Image point grounding data:

◆ ◆ ◆ ◆ ◆ ◆ ◆

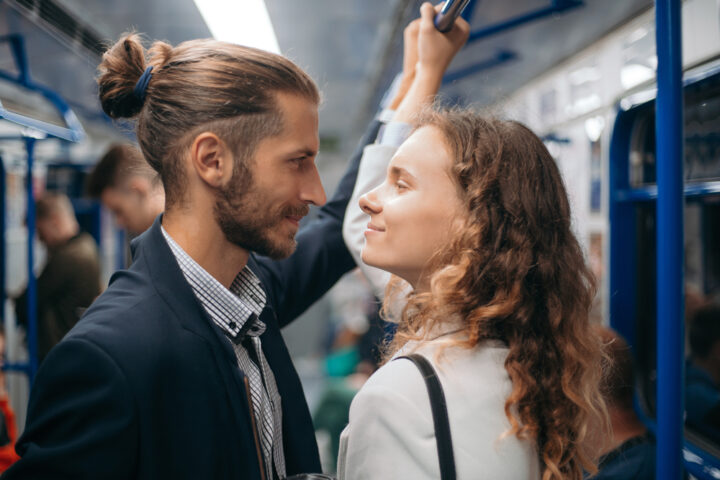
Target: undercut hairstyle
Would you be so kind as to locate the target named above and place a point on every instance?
(120, 163)
(197, 86)
(52, 204)
(515, 273)
(619, 371)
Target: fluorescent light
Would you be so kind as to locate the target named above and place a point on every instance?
(244, 22)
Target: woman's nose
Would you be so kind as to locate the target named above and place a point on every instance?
(369, 203)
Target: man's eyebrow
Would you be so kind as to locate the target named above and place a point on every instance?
(303, 152)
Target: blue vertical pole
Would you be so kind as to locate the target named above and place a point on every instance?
(32, 287)
(3, 226)
(670, 251)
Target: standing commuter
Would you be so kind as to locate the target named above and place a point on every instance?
(128, 187)
(629, 452)
(70, 280)
(179, 369)
(473, 216)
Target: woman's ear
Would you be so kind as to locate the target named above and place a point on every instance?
(211, 159)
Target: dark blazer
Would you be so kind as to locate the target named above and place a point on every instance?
(146, 386)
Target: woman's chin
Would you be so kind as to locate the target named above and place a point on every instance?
(369, 259)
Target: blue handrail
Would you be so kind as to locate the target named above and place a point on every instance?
(501, 57)
(32, 281)
(74, 131)
(557, 6)
(670, 308)
(35, 130)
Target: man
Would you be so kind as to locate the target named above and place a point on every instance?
(629, 452)
(179, 370)
(70, 280)
(128, 187)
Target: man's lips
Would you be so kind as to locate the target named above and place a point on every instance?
(294, 219)
(373, 228)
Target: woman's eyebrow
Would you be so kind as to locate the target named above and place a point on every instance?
(401, 172)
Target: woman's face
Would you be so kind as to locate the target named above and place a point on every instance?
(414, 212)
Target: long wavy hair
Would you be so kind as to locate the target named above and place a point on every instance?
(516, 273)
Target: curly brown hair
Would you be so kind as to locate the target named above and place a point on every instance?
(517, 274)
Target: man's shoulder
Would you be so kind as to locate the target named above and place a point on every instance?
(129, 303)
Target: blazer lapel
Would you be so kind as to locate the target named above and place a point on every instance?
(152, 250)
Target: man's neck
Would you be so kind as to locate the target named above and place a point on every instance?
(201, 238)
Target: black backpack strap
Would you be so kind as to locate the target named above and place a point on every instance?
(440, 417)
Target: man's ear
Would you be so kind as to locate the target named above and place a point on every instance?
(211, 159)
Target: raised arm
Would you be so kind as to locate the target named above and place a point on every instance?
(426, 56)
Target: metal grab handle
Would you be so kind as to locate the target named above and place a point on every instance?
(450, 11)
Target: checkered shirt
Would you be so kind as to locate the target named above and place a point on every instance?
(236, 311)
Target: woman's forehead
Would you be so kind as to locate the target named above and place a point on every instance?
(424, 151)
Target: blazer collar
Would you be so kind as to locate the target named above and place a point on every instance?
(151, 252)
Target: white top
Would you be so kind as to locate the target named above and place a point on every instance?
(391, 435)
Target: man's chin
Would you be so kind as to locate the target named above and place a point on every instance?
(278, 250)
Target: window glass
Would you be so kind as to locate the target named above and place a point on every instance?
(702, 139)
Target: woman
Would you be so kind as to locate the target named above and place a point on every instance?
(473, 215)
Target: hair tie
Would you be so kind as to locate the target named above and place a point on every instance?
(142, 83)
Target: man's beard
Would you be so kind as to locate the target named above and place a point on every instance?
(248, 221)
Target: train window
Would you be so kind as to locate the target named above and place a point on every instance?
(639, 59)
(548, 105)
(584, 89)
(702, 139)
(702, 286)
(701, 259)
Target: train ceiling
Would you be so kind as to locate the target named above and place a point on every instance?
(351, 47)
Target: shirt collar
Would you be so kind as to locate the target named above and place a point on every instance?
(235, 310)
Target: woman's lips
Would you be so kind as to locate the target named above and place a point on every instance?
(373, 229)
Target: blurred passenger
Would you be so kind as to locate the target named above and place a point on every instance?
(702, 375)
(70, 280)
(629, 453)
(473, 214)
(179, 369)
(8, 427)
(128, 187)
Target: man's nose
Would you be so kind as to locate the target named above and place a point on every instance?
(313, 191)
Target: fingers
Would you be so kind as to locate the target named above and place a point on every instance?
(427, 15)
(411, 31)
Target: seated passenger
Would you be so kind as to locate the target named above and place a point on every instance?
(70, 280)
(473, 214)
(629, 453)
(128, 187)
(702, 375)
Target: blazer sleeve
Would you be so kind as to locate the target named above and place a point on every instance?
(371, 173)
(321, 257)
(81, 419)
(390, 434)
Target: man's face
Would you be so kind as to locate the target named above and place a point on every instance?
(261, 208)
(129, 208)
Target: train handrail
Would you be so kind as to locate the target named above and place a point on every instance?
(670, 396)
(34, 130)
(74, 131)
(556, 6)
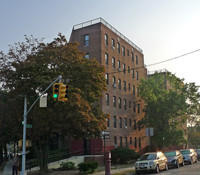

◆ ◆ ◆ ◆ ◆ ◆ ◆

◆ PROBLEM REQUIREMENTS: Wherever the word "blazer" turns up in the records above, copy the line that holds it.

◆ SOLUTION TO THIS TASK:
Target: dark blazer
Target: blazer lapel
Target: blazer collar
Target: blazer sleeve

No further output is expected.